* Document passage:
*** Begin section ***

Species of bolete fungus

Leccinum albostipitatum is a species of bolete fungus in the family Boletaceae. This large, orange-capped mushroom forms beneficial relationships with poplar trees across Europe. First described scientifically in 2005, it was previously confused with similar orange species but can be distinguished by its white stipe with fine scales that darken with age and its flesh that changes colour when cut. The mushroom grows in poplar stands and mixed forests throughout Scandinavia and mountainous areas of central Europe.

==Taxonomy==

Leccinum albostipitatum was scientifically described by the mycologists Hendrik den Bakker and Machiel Noordeloos in 2005, following comparison of Populus‑associated collections previously identified as Leccinum aurantiacum or Leccinum leucopodium. The holotype (M.E. Noordeloos 96134, herbarium L) was gathered on 10 September 1996 at Monte Bella, Trento, Italy. Morphological characters of stipe ornamentation and cap colour distinguished it from related European taxa.

*** End section ***

* Activity A: Quote the Leccinum albostipitatum text word for word, starting with "Leccinum albostipitatum was" and going on through "related European taxa.".
* Activity B: Continue the text on Leccinum albostipitatum from the point where it stops.

* Supplied records:

*** Begin section ***

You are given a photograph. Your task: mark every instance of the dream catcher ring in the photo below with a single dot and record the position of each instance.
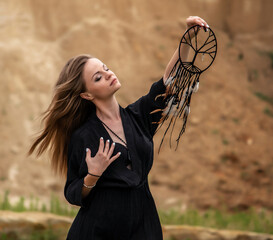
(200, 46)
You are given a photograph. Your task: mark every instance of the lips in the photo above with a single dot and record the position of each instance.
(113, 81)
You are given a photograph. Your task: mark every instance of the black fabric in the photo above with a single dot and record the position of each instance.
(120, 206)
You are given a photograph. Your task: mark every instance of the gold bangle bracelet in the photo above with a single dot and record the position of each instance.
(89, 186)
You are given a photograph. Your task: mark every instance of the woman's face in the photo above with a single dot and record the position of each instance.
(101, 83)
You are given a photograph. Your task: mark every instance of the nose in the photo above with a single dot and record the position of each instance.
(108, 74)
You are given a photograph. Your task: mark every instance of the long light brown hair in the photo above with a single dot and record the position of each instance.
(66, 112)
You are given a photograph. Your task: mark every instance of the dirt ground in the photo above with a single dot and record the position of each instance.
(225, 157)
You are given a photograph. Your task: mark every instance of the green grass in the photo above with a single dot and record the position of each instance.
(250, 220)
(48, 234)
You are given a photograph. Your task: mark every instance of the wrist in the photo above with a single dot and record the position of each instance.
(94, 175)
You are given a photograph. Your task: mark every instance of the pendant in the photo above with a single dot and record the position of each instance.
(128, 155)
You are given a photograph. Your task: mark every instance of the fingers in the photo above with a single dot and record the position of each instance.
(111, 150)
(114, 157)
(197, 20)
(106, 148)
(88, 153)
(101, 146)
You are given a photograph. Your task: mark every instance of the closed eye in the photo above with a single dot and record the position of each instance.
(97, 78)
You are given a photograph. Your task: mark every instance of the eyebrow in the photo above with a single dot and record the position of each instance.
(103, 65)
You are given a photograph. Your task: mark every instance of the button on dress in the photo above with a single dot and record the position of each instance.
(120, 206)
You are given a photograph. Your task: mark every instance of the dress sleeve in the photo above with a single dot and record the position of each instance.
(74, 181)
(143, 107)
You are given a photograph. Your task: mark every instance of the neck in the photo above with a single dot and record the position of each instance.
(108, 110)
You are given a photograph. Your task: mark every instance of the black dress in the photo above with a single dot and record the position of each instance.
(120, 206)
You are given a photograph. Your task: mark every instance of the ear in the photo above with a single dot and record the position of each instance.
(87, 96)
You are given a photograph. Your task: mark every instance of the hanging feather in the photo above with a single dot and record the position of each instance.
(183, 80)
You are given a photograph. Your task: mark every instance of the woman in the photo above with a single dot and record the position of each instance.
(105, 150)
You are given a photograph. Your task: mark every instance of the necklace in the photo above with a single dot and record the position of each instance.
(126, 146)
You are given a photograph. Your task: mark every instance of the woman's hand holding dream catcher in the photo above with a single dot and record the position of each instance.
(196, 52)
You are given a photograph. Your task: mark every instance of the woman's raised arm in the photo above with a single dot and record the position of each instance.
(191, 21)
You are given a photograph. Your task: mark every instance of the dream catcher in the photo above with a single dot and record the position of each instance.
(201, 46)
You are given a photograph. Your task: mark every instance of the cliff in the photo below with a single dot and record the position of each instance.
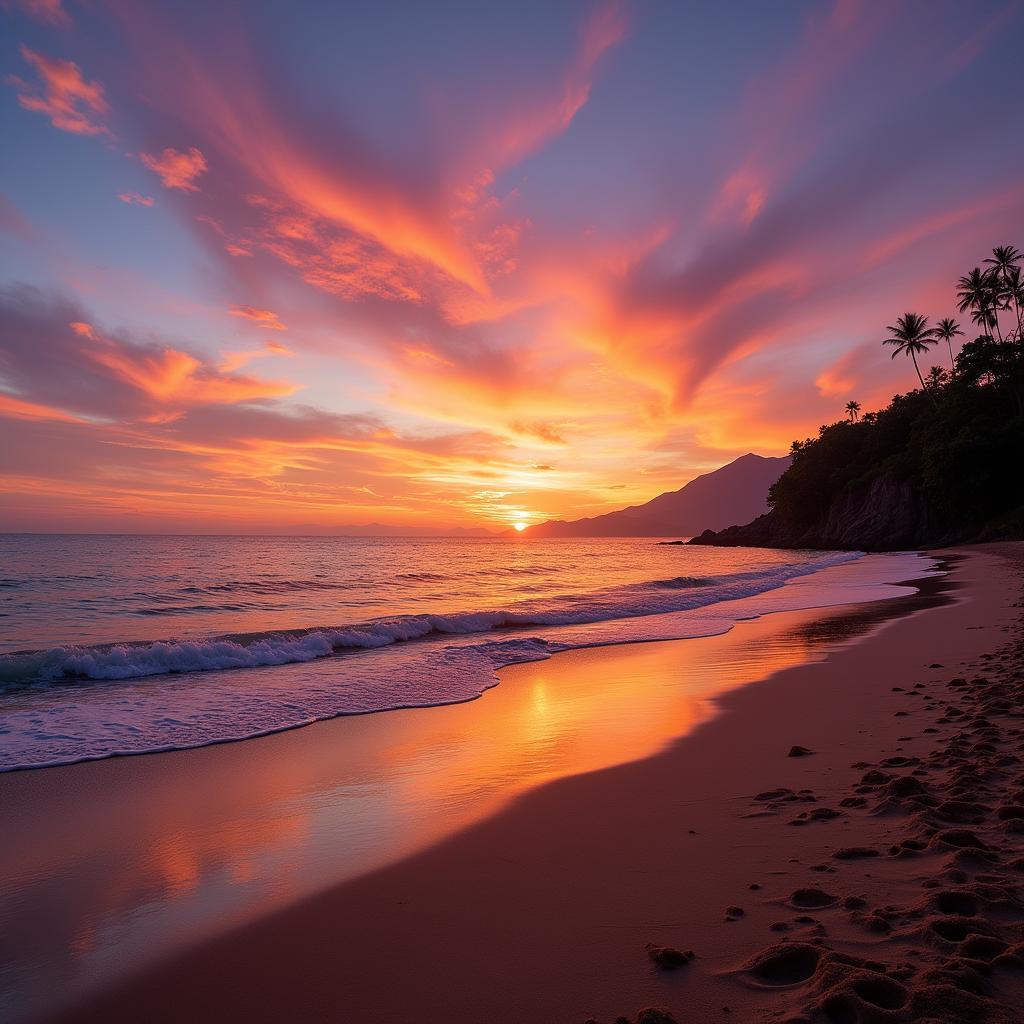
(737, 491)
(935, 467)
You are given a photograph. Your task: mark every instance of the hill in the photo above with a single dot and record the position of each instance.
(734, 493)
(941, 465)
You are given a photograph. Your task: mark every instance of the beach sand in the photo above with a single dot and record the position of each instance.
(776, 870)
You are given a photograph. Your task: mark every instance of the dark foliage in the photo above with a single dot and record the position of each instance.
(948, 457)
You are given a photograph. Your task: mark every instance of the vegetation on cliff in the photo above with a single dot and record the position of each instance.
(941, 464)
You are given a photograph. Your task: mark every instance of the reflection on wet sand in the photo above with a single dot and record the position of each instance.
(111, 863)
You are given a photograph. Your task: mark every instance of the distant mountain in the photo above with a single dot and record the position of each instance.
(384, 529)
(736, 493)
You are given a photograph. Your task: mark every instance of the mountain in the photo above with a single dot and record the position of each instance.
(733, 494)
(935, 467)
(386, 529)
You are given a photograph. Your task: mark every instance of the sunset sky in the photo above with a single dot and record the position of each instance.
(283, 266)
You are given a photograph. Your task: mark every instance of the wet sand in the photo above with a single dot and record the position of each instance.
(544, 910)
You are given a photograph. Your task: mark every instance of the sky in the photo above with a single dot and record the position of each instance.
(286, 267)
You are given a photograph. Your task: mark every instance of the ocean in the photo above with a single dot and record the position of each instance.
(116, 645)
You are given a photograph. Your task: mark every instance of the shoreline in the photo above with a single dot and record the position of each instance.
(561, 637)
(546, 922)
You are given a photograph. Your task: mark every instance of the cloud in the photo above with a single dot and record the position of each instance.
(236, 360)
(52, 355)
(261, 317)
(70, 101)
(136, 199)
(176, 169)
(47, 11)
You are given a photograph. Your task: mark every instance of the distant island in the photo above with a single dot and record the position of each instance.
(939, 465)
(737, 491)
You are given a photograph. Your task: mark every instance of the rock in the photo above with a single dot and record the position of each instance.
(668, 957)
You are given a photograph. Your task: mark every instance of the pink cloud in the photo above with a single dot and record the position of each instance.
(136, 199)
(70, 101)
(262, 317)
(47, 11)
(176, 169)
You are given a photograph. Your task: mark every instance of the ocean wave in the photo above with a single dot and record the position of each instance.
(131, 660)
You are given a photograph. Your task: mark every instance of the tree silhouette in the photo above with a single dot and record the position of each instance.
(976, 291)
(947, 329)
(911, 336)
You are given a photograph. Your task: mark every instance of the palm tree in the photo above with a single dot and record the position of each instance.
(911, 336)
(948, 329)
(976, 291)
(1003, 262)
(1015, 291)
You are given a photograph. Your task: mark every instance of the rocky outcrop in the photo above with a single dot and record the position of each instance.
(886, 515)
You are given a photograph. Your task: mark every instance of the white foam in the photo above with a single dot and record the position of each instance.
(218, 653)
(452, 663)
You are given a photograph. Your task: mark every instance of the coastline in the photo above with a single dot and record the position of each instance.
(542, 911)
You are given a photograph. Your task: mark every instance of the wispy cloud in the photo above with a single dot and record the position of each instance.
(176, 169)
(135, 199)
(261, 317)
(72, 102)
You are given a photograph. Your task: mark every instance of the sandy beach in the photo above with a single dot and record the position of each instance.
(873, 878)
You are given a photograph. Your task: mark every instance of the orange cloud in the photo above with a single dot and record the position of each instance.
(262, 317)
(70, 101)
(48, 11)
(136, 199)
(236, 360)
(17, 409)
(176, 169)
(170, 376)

*** End section ***
*** Begin section ***

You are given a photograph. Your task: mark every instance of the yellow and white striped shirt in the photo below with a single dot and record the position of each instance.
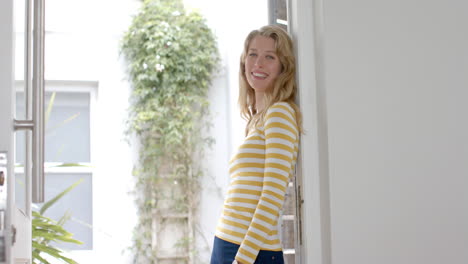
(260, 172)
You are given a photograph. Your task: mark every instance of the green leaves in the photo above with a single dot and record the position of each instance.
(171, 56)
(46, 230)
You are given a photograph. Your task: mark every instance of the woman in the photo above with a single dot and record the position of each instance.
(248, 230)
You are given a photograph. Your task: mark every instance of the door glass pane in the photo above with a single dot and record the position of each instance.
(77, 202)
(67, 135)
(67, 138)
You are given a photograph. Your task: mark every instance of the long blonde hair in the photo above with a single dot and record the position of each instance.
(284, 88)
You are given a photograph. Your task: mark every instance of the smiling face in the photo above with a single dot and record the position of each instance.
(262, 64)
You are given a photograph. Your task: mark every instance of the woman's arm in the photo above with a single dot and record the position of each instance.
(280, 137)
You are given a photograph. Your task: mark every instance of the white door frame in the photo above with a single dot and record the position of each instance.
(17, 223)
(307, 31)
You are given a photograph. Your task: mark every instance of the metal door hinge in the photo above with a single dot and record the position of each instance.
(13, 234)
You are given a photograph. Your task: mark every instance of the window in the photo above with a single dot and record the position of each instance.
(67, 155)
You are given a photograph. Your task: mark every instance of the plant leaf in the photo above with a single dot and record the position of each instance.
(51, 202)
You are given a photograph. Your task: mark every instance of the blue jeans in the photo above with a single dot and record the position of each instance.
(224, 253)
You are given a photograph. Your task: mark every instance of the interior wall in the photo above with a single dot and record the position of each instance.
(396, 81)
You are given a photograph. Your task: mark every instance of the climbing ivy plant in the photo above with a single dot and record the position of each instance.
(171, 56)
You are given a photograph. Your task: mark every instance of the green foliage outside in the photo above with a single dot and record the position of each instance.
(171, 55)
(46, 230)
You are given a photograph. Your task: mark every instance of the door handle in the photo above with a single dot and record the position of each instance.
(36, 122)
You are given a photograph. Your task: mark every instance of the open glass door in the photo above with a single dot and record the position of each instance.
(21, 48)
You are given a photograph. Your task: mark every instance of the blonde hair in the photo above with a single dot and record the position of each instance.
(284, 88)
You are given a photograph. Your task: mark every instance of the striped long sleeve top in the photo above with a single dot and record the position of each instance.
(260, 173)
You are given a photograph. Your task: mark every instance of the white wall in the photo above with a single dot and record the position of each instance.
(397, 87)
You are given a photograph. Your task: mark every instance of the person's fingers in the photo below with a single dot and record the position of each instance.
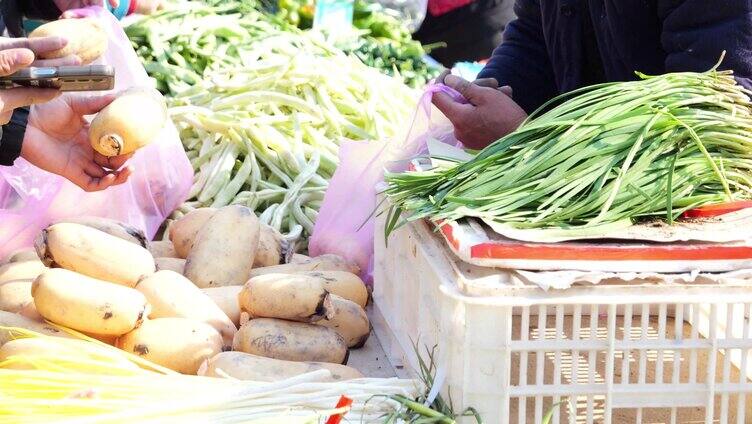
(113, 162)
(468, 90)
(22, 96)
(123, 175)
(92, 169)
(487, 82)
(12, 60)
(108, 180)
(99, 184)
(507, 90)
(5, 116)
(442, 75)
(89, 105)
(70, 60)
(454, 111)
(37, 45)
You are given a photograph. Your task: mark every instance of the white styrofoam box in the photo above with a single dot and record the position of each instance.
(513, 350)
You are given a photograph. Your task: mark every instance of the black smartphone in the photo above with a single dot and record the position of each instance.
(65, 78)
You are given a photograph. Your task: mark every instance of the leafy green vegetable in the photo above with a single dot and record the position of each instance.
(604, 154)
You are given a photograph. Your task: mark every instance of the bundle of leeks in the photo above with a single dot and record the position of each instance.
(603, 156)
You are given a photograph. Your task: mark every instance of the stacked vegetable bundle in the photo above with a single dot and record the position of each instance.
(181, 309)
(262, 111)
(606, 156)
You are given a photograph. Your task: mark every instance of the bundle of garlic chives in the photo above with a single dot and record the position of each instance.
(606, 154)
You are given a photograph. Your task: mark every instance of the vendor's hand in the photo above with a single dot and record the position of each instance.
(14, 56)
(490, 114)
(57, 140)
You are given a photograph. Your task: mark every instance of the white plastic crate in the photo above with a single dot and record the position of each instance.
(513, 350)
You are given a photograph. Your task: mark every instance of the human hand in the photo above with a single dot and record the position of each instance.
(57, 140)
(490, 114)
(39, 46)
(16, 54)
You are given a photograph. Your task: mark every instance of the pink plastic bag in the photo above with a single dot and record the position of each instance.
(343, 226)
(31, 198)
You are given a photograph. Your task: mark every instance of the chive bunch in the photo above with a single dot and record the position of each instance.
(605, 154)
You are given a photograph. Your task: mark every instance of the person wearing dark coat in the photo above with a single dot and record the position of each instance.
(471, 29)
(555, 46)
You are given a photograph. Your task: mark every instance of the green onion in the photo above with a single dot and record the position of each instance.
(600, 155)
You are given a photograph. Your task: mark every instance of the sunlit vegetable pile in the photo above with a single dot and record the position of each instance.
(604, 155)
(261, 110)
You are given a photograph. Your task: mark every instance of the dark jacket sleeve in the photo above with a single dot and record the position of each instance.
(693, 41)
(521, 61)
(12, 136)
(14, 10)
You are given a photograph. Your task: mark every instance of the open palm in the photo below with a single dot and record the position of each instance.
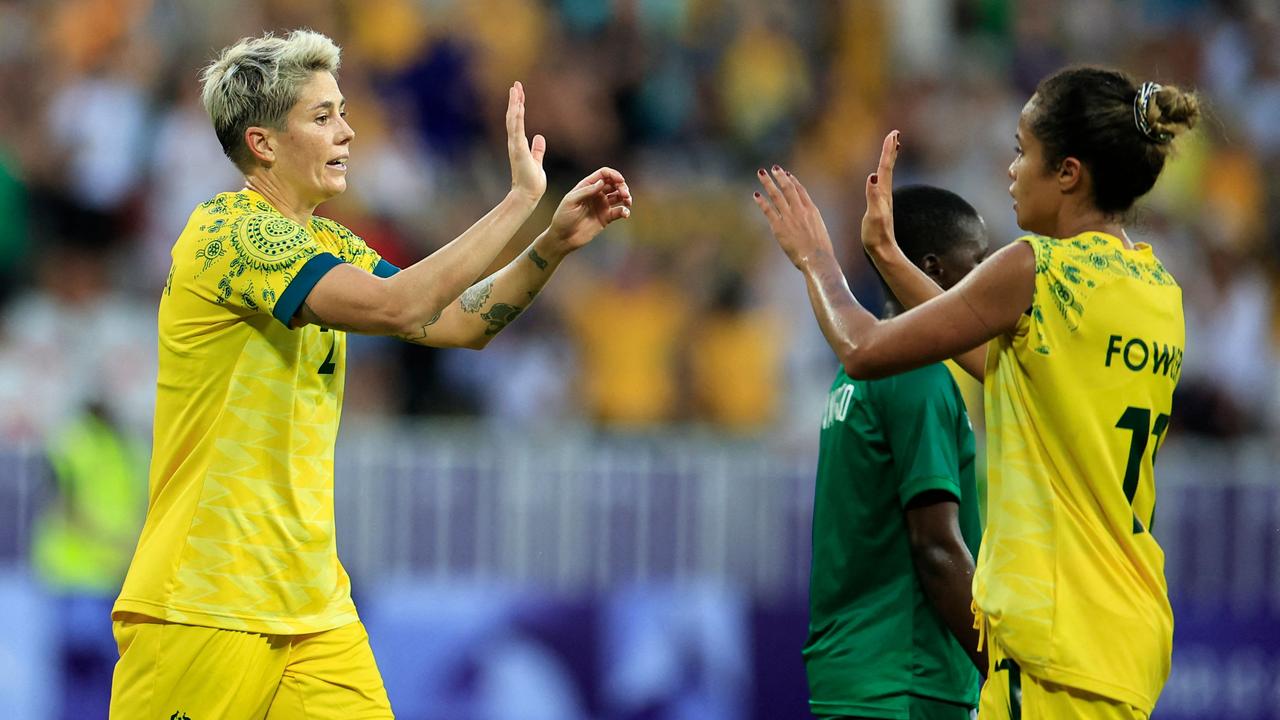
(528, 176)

*** End section ***
*** Begin section ***

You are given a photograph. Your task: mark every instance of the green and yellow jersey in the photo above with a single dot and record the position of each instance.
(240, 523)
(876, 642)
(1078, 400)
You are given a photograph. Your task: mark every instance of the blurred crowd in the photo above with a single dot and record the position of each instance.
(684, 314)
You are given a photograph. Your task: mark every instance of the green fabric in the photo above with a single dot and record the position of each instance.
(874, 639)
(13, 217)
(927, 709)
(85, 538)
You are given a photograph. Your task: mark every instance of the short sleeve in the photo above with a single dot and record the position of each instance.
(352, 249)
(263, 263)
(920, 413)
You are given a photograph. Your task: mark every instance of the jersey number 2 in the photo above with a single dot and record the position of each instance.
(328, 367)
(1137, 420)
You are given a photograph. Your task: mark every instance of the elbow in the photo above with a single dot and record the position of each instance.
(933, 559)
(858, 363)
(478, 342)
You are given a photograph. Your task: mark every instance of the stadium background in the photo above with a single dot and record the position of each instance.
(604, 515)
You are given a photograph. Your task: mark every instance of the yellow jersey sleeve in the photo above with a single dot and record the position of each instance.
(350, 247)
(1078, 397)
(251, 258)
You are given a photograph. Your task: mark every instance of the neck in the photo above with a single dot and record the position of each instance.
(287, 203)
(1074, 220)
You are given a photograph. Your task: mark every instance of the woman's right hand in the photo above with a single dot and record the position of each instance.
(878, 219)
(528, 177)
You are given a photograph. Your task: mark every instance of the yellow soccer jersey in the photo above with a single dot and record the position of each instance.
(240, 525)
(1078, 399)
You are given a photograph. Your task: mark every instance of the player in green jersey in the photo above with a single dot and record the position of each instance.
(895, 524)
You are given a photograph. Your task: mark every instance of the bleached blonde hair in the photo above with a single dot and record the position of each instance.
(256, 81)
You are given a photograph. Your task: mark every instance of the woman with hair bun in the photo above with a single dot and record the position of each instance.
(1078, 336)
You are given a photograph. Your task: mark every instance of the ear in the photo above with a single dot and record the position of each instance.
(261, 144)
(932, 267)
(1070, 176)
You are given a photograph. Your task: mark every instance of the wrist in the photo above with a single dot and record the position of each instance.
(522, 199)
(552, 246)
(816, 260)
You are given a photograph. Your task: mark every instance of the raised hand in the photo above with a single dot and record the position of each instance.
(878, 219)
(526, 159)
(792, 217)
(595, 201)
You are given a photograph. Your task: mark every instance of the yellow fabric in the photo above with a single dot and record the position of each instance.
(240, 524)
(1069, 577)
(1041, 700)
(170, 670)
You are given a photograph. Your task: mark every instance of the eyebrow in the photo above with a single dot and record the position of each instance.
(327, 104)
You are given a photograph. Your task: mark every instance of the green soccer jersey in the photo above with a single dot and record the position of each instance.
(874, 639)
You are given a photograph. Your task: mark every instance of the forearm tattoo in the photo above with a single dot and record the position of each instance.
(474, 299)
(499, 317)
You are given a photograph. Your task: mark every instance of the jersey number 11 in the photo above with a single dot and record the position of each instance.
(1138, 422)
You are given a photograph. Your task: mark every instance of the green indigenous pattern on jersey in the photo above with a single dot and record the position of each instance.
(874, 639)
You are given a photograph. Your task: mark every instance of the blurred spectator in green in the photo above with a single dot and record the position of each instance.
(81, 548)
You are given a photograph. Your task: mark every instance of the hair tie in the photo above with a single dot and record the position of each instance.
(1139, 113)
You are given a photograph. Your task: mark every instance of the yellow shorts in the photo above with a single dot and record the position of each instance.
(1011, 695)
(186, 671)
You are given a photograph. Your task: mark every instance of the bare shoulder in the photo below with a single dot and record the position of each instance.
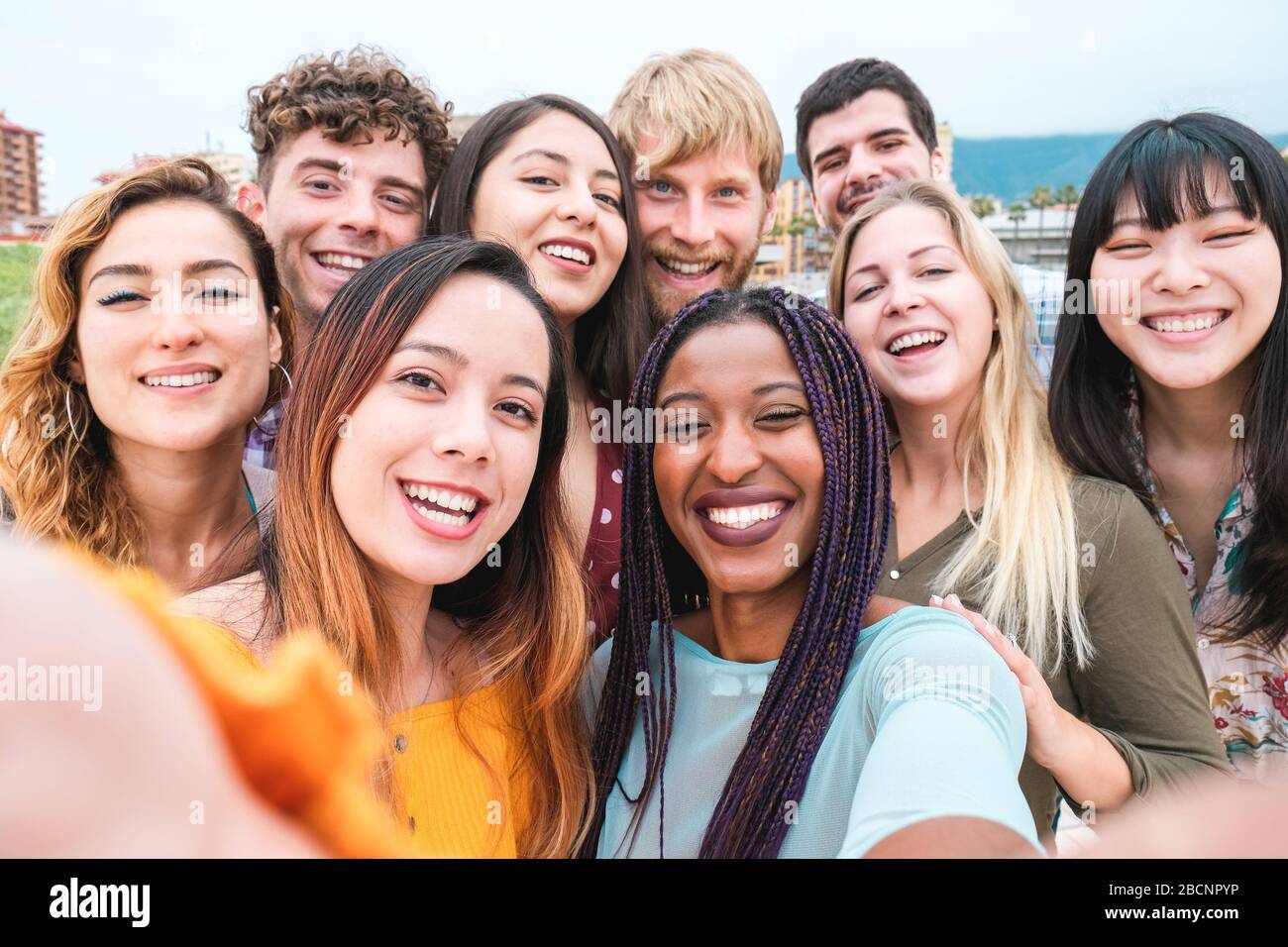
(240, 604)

*** End section ***

* Expected output A:
Leccinum albostipitatum was scientifically described by the mycologists Hendrik den Bakker and Machiel Noordeloos in 2005, following comparison of Populus‑associated collections previously identified as Leccinum aurantiacum or Leccinum leucopodium. The holotype (M.E. Noordeloos 96134, herbarium L) was gathered on 10 September 1996 at Monte Bella, Trento, Italy. Morphological characters of stipe ornamentation and cap colour distinguished it from related European taxa.

* Expected output B:
==Description==

The cap reaches 80–250 mm in diameter and is hemispherical when young, maturing to convex or plano‑convex. Its surface is finely tomentose and fibrillose, displaying a vivid orange that may fade toward the margin in older fruit‑bodies and often cracks slightly with age. The stipe measures 50–270 mm in length and 15–50 mm in thickness, initially whitish and densely clothed in fine white squamules that darken to light brown in mature specimens; handling typically induces a clear blue bruise. The flesh is white in the stipe base but turns vinaceous to greyish‑black when cut in the cap. Tubes are 9–30 mm deep, adnate to slightly decurrent, with pores about 0.5 mm wide that bruise brown. Microscopically, spores measure (9.5–)11.0–17.0 by 4.0–5.5 μm, spindle-shaped (fusiform) with a conical apex and shallow suprahilar depression. Basidia are 25–35 by 7.5–11.0 μm and four‑spored. Hymenial cystidia measure 20–45 by 7–10 μm (lageniform). The cap cutical (pileipellis) is a cutis of narrow cylindrical elements (35–80 by 4.0–15.5 μm) that appear yellowish‑brown in water. Caulocystidia are 15–65 by 10.0–16.0 μm, clavate to fusiform. Clamp connections are absent.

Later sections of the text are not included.